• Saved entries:

#####

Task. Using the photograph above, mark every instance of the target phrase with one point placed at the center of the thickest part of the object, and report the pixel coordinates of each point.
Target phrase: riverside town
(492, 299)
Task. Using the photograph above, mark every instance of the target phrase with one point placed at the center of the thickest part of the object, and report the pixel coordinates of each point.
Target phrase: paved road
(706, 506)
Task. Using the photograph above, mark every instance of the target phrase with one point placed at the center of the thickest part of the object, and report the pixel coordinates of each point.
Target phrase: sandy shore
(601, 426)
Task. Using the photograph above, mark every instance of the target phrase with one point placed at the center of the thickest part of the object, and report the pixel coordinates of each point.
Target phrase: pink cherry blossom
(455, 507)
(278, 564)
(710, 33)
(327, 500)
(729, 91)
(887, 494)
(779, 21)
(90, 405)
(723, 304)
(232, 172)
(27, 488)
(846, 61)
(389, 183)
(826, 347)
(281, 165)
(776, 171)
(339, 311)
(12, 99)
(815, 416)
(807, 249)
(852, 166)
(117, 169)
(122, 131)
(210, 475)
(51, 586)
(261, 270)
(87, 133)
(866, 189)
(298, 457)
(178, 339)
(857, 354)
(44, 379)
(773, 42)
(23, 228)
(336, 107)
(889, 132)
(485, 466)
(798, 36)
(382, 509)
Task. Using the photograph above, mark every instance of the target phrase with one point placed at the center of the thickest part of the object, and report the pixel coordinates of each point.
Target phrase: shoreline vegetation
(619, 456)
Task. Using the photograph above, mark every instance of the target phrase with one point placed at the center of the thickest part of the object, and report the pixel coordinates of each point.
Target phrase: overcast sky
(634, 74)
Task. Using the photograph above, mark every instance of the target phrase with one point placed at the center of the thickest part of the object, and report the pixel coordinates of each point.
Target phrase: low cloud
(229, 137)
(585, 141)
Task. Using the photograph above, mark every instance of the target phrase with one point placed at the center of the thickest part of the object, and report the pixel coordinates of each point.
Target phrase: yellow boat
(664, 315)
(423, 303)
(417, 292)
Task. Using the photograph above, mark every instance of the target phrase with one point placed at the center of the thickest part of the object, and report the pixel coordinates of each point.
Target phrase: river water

#####

• WHAT TO WORK ON:
Your reply should consist only of the lines from the one containing "Target phrase: yellow boat" through the last line of the records, each reproduced exactly.

• TASK RESULT:
Target phrase: yellow boat
(664, 315)
(423, 303)
(417, 292)
Task. Using the photograph above, mark every instance of the target phrase with one point placed at the center of the thickest part of the object, and report the pixel coordinates of each point.
Target phrase: river water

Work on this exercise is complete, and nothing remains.